■ TEXTABSCHNITT:
----------------------------------------

Deutschland

Corona-App kommt nächste Woche - so funktioniert sie

Über eine Corona-Warn-App wird seit Monaten diskutiert, in der kommenden Woche soll die Anwendung endlich zum Herunterladen zur Verfügung stehen. Die App wirft aber auch viele Fragen auf, weil sie in vielen Bereichen Neuland betritt.
08.06.2020 15:37
Aktualisiert: 08.06.2020 15:37
Lesezeit: 4 min
Corona-App kommt nächste Woche - so funktioniert sie
Startschirm der Corona Warn-App. (Foto: dpa) Foto: Stefan Jaitner

Für den Weg aus der Corona-Krise in die Normalität hoffen viel Menschen auch auf die seit Monaten angekündigte Corona-Warn-App. Sie soll dabei helfen, die Infektionsketten frühzeitig zu erkennen und zu durchbrechen.

Was kann die App leisten?

----------------------------------------

■ INHALT DER DATENSÄTZE:
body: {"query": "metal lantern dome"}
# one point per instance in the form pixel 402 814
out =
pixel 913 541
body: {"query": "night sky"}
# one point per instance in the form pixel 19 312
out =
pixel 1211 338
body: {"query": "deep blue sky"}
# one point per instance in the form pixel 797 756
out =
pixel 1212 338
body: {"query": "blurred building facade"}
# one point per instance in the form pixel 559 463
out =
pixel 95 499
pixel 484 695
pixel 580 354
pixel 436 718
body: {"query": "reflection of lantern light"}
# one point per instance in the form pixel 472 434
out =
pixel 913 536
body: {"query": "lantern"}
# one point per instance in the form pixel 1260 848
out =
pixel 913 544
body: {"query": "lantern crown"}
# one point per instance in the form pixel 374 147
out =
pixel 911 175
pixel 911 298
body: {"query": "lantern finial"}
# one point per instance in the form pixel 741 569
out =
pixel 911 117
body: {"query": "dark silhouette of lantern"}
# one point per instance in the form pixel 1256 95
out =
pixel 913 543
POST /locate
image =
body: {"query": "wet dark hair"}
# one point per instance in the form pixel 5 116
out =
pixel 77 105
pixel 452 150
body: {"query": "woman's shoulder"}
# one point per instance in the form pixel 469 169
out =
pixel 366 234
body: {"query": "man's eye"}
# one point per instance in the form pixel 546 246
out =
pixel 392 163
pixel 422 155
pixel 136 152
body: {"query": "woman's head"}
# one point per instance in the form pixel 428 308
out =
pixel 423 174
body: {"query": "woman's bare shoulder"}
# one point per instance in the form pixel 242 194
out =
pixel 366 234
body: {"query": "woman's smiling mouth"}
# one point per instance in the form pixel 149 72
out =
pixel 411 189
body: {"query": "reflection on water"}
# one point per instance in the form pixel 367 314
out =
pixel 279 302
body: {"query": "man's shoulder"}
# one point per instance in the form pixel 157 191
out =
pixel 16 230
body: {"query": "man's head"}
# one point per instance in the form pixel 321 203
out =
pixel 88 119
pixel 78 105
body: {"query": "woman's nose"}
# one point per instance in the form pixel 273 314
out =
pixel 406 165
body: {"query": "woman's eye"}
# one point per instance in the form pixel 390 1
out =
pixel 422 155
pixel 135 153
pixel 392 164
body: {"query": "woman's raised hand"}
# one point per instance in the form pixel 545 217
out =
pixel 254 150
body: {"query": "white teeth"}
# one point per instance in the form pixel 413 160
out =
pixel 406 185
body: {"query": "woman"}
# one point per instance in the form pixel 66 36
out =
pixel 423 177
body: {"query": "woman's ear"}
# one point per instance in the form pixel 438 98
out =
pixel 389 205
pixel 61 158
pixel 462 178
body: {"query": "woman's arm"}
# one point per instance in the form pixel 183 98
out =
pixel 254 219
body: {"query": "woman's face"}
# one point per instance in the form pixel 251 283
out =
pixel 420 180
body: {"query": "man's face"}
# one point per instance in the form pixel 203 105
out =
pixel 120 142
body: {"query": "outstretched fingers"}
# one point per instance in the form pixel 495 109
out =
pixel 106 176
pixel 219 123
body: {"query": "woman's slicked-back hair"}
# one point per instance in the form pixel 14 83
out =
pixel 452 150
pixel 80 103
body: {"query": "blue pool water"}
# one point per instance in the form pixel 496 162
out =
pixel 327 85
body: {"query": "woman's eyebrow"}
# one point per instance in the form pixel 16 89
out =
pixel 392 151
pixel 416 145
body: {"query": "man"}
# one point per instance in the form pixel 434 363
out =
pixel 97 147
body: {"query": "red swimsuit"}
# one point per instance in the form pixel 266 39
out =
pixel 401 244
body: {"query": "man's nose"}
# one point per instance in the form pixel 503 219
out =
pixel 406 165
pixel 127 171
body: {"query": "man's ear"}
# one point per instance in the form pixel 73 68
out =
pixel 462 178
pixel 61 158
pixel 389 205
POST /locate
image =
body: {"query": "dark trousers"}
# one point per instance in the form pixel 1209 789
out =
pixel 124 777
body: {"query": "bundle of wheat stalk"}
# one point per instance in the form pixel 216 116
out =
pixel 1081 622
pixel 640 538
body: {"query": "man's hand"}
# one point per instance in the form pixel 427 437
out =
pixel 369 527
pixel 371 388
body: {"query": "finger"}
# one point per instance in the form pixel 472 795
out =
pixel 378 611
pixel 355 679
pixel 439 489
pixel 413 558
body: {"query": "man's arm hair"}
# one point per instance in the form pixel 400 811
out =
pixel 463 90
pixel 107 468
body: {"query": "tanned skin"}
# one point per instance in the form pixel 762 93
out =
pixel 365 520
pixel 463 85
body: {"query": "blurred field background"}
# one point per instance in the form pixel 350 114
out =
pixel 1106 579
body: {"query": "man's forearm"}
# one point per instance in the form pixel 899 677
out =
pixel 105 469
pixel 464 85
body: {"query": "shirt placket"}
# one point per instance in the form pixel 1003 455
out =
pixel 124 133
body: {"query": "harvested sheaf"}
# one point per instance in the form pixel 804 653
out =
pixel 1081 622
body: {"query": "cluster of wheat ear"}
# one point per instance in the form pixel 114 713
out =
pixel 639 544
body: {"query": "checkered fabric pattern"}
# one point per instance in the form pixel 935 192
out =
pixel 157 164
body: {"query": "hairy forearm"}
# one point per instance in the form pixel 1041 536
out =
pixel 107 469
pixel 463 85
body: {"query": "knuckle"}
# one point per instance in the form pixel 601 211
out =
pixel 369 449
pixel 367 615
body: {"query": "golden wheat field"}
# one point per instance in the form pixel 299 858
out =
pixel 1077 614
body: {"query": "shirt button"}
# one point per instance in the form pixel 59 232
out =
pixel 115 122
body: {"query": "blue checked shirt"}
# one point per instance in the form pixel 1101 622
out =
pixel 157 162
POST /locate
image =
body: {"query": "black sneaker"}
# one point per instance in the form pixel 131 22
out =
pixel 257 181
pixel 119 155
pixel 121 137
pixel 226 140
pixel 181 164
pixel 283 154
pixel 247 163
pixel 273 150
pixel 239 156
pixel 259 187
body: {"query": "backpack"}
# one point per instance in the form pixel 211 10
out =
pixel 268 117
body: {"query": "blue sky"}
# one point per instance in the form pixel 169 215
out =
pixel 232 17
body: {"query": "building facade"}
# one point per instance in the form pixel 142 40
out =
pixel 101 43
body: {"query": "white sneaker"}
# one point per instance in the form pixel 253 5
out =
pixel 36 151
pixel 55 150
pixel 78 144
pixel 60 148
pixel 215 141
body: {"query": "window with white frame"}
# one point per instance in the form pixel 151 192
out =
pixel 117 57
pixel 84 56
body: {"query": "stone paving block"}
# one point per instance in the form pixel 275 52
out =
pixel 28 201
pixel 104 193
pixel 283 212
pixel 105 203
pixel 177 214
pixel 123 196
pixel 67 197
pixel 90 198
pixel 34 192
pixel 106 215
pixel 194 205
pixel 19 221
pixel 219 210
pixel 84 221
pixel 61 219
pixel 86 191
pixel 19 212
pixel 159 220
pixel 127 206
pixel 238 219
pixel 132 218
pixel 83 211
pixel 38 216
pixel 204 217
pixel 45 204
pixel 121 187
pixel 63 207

----------------------------------------

Wobei soll die Corona-Warn-App laut dem Textabschnitt helfen?

■ ANTWORT: Sie soll helfen, Infektionsketten frühzeitig zu erkennen und zu durchbrechen.